── Listed records ──

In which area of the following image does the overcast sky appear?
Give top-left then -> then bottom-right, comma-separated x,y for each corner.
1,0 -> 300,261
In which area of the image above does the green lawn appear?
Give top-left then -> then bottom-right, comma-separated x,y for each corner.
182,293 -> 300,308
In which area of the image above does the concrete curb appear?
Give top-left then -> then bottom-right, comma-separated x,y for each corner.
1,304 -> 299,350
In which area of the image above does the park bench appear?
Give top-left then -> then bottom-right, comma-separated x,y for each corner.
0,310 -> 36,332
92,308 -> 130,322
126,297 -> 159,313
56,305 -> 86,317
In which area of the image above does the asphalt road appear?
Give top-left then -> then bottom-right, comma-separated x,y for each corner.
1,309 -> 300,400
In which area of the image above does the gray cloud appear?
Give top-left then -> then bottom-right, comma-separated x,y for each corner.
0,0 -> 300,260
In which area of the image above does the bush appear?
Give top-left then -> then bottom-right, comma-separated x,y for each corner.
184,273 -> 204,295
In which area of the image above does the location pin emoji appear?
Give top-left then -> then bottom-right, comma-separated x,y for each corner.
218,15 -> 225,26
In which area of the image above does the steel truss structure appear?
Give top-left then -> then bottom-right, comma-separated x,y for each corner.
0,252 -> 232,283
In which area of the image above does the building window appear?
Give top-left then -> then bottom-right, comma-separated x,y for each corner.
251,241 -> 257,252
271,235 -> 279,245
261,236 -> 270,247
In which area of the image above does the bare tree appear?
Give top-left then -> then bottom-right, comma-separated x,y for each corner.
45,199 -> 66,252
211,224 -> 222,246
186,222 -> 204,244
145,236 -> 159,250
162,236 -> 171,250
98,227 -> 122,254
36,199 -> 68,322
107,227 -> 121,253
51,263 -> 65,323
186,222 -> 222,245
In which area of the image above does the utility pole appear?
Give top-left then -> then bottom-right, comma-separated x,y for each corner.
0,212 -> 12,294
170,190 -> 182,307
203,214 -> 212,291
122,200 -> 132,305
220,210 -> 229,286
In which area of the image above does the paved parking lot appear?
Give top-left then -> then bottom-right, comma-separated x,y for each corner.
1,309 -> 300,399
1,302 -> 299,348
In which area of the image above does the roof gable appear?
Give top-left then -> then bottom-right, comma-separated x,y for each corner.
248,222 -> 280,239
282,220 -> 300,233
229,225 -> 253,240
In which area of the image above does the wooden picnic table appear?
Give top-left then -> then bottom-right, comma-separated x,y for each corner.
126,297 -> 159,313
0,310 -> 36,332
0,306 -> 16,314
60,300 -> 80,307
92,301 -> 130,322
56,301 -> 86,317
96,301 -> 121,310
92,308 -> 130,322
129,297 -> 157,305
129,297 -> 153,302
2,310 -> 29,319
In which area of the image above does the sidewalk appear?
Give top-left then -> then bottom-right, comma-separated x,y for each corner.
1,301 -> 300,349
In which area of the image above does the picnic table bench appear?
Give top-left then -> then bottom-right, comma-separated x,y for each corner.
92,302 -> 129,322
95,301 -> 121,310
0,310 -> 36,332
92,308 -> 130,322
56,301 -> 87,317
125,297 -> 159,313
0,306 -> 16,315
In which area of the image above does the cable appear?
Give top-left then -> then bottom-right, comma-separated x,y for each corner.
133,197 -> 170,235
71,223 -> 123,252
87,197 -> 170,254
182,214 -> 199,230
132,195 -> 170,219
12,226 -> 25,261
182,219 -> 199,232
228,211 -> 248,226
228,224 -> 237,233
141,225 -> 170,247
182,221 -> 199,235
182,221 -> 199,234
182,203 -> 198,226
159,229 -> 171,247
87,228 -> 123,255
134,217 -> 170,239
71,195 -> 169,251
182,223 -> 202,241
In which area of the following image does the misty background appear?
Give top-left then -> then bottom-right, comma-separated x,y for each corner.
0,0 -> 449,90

───

→ What is needed
For each line of the entries that contains the word "picnic", make a copy.

→ Your response
In which area of the image above does the wooden picnic table appear?
In which area of the image above does the picnic table bench appear?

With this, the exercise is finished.